— TRECHO —
_ _ _

Do programa de melhoramento da Embrapa, foram lançadas as cultivares: Ébano em 1981; Negrita, em 1983 (esta foi perdida ao longo do tempo); Tupy e Guarani, em 1988, Caingangue, em 1992; Xavante, em 2004; BRS Xingu, em 2015; e BRS Cainguá, em 2019. Delas, 'Ébano' e 'Xavante' não tem espinhos nas hastes.

A cultivar Tupy é a cultivar mais plantada no Brasil e uma das mais plantadas no mundo, principalmente em condições de inverno ameno. Além de seus atributos em relação à produtividade e qualidade das frutas, há um fator adicional para sua aceitação, principalmente em áreas subtropicais, que é sua adaptação ao manejo para produção forçada, fora da época normal. A cv. Tupy produz frutas de tamanho médio a grande e sabor doce ácido, com leve predominância de acidez. O sabor amargo é quase imperceptível. Suas hastes são eretas e com espinhos (acúleos).

As mais recentes são BRS Xingu e BRS Cainguá. A primeira produz frutas preto-avermelhado, com formato tendendo a oblongo (Figura 1A e 1B) e com boa conservação pós-colheita. A textura e sabor das mesmas é considerada semelhante às frutas da cv. Tupy. Estende a colheita por mais uma ou duas semanas, em relação à 'Tupy'.

Cultivar BRS Cainguá: Essa cultivar tem plantas de porte menor que 'Tupy', com folhas mais claras e entrenós mais curtos. Avaliada durante seis anos, teve produtividade levemente inferior à cv. Tupy. Suas frutas são alongadas (Figura 2), de muito boa aparência e sabor agradável para consumo fresco, com tamanho superior ao das frutas de 'Tupy'. A firmeza e brilho são médios e a conservação pós-colheita é igual ou melhor que 'Tupy'.

Estágio atual e perspectivas: O programa conta, atualmente, com uma coleção de 14 cultivares e mais de 200 seleções em avaliação. Centenas de seedlings, obtidos em hibridações controladas, deverão ser levados ao campo, nos próximos anos.

_ _ _

— Uma série de registros —
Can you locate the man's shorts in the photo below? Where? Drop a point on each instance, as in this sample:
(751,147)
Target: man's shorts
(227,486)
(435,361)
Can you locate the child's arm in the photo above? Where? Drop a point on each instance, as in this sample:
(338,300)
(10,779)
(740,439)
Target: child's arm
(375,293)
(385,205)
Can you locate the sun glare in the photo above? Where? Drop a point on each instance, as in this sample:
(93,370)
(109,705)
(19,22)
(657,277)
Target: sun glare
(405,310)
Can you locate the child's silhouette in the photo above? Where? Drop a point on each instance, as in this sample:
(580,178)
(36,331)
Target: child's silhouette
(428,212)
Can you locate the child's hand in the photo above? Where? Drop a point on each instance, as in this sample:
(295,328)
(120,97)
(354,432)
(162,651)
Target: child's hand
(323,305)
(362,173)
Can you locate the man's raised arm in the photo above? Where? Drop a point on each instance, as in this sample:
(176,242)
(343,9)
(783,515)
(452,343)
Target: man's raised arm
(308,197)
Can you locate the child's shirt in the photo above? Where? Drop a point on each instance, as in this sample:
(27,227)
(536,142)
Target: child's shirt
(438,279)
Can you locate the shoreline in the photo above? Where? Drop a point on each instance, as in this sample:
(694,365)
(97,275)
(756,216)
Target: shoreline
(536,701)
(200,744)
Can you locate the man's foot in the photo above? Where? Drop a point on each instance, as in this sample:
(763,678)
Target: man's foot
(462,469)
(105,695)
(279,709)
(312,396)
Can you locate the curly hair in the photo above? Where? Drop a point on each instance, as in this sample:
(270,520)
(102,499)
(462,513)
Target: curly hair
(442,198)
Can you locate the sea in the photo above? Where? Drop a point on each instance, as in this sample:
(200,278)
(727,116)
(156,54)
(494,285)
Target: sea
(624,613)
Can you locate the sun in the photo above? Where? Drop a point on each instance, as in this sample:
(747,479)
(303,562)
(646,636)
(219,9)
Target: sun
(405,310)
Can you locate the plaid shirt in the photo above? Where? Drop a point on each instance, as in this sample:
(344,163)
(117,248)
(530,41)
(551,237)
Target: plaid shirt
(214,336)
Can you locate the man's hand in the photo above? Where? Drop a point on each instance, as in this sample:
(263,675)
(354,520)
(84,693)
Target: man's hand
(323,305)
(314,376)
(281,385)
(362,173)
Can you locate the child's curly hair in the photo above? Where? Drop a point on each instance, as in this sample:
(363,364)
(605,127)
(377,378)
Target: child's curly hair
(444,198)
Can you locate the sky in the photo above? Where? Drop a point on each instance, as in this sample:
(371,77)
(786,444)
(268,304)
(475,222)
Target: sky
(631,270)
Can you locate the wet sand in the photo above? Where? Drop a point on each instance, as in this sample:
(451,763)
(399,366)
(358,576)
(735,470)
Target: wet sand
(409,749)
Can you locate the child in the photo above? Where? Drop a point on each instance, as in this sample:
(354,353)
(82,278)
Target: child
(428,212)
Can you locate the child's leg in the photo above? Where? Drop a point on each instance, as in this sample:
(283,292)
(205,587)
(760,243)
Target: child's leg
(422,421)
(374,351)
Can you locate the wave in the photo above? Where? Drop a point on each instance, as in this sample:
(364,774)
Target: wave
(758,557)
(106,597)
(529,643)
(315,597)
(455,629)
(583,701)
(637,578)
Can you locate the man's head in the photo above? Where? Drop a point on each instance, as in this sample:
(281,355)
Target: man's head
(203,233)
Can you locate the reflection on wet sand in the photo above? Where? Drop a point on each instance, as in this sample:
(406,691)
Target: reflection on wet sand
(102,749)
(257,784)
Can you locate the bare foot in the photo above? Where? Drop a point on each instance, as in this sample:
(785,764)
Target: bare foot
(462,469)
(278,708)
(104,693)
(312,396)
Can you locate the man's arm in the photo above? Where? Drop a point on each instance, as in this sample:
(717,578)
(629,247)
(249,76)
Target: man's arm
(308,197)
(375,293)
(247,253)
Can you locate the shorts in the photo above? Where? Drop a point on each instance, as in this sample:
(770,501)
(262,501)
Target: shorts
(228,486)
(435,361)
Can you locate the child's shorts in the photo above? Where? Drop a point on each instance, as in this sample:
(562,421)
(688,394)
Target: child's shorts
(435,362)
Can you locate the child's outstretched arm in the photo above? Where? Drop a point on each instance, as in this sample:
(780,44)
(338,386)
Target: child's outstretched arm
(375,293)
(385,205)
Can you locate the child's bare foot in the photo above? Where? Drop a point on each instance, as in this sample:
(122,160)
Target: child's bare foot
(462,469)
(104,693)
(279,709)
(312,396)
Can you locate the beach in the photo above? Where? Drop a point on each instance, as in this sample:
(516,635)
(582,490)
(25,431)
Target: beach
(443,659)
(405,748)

_ _ _

— ENUNCIADOS —
A - Segundo o trecho sobre as cultivares da Embrapa, que fator adicional explica a aceitação da cultivar Tupy, sobretudo em áreas subtropicais? Responda em até três frases.
B - Reproduza, do trecho sobre as cultivares da Embrapa, a passagem que vai de "Estágio atual e" até "nos próximos anos.", inclusive.

— SOLUÇÕES —
A - Além da produtividade e da qualidade das frutas, a cultivar Tupy é aceita por se adaptar ao manejo para produção forçada, fora da época normal. Esse fator pesa principalmente em áreas subtropicais.

B -
Estágio atual e perspectivas: O programa conta, atualmente, com uma coleção de 14 cultivares e mais de 200 seleções em avaliação. Centenas de seedlings, obtidos em hibridações controladas, deverão ser levados ao campo, nos próximos anos.